**Data records**
--------------------
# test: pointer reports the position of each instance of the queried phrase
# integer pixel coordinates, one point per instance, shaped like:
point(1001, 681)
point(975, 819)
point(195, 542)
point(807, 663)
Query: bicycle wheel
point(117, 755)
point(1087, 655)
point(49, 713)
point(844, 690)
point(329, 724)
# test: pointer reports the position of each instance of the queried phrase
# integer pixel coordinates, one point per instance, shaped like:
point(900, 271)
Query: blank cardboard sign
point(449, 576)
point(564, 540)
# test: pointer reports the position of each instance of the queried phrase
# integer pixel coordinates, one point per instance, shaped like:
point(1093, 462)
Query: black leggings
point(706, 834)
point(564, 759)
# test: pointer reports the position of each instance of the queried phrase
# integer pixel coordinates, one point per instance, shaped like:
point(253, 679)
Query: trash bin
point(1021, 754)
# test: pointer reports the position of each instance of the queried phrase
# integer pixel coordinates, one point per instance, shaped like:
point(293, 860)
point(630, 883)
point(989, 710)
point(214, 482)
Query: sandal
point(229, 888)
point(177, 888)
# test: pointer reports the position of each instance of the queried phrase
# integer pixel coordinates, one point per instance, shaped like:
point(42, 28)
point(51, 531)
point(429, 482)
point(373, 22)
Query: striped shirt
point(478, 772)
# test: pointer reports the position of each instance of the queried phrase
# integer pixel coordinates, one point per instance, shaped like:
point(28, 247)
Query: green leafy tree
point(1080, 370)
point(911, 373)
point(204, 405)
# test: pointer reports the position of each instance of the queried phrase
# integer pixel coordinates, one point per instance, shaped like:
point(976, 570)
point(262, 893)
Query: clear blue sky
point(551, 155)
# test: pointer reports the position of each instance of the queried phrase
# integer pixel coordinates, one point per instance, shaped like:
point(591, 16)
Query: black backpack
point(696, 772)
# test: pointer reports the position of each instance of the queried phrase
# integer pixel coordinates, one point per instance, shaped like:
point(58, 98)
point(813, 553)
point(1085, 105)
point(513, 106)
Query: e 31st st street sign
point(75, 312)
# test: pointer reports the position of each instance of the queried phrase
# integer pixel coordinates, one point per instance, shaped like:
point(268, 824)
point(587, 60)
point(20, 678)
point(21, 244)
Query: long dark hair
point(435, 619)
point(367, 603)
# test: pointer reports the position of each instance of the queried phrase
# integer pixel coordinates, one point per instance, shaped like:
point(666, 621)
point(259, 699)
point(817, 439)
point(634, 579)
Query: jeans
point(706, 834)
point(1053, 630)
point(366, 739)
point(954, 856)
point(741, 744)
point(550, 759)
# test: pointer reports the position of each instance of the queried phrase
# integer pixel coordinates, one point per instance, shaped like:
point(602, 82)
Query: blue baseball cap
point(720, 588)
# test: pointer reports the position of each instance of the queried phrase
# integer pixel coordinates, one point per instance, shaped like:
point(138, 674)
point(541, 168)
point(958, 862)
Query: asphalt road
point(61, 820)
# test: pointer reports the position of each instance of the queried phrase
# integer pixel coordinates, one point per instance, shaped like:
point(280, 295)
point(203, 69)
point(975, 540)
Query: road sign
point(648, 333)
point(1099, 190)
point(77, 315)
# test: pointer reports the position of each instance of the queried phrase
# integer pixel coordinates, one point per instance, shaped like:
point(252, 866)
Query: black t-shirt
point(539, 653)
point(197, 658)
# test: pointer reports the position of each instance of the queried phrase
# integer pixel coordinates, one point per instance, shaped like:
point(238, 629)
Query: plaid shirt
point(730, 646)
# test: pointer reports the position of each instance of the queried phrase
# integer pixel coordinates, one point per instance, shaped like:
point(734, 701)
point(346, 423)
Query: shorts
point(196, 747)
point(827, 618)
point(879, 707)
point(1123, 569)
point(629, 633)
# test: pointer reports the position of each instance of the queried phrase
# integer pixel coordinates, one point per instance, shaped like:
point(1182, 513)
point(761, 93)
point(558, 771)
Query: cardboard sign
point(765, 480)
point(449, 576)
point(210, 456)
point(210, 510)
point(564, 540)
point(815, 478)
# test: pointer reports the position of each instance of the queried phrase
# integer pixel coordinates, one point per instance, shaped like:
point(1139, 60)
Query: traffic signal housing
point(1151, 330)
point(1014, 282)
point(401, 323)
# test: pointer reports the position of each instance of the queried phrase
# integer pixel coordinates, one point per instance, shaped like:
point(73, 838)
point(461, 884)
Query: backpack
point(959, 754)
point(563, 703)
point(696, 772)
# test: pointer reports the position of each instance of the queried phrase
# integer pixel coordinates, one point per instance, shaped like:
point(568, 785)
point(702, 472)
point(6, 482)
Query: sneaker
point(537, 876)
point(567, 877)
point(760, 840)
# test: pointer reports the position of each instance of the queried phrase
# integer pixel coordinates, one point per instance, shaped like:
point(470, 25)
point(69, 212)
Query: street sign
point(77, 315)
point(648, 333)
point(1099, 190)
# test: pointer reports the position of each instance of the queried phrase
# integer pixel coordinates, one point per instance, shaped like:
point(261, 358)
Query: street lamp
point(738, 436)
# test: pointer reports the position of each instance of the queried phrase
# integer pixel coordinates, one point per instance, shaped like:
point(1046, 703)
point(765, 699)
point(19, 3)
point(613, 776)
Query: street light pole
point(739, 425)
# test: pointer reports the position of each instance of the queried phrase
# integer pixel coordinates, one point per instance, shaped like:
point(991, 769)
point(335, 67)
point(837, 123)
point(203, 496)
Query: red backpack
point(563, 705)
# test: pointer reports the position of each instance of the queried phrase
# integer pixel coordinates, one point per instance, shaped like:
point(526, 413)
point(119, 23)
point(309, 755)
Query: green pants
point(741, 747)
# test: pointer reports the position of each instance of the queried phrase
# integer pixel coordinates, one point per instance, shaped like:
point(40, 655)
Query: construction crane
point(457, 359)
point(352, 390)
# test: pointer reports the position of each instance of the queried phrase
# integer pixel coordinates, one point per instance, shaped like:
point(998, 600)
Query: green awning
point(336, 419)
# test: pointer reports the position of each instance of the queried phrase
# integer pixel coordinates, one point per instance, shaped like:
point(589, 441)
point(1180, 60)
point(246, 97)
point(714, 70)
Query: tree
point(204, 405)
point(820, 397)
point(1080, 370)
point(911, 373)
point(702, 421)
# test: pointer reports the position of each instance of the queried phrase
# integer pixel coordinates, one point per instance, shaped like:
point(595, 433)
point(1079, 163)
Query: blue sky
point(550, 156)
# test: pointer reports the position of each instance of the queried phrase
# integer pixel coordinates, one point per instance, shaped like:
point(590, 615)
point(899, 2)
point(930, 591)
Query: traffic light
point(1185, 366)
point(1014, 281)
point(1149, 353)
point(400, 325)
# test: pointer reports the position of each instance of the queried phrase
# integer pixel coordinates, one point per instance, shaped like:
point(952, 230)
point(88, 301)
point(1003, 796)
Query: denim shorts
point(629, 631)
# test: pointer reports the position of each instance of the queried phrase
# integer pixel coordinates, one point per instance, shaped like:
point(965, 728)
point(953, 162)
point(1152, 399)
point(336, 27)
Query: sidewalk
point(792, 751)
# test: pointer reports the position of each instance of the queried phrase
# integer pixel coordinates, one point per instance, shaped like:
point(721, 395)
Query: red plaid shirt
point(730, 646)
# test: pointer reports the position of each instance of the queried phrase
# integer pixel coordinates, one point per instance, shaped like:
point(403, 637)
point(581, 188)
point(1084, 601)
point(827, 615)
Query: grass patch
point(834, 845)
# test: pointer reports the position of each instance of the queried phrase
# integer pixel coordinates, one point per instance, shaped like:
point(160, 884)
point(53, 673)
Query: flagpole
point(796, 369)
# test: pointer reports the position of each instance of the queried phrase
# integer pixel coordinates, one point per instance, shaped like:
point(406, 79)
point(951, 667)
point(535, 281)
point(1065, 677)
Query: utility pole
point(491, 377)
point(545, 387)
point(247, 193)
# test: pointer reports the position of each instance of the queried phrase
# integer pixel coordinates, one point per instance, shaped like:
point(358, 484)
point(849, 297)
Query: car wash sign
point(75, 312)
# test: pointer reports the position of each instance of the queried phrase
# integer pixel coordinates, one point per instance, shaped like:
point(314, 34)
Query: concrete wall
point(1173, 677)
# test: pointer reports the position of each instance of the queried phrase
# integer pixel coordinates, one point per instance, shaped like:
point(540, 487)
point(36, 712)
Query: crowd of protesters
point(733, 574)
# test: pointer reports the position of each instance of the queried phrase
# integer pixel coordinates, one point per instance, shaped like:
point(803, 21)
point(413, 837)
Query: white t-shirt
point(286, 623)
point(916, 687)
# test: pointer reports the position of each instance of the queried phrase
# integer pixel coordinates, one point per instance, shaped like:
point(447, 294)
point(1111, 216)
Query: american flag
--------------------
**Assignment**
With the first line being the one containing "Query: road sign" and the last line the one containing "point(346, 423)", transcribe exactly the lines above that fall in that range.

**Answer to this exercise**
Query: road sign
point(648, 333)
point(1099, 190)
point(77, 315)
# test: pointer reports the position of each instance of the queried phrase
# integer pixel coordinates, one point per instance, shaped like:
point(252, 866)
Query: black t-shirt
point(539, 653)
point(197, 658)
# test: pointer reports the position of each instance of the queried phrase
# integer pixel coordinates, one point per instance, shaped like:
point(238, 629)
Query: plaid shirt
point(730, 646)
# test: pointer reports the position of each instance of the queried phrase
# integer pixel coordinates, one point per instance, shaped like:
point(734, 701)
point(346, 423)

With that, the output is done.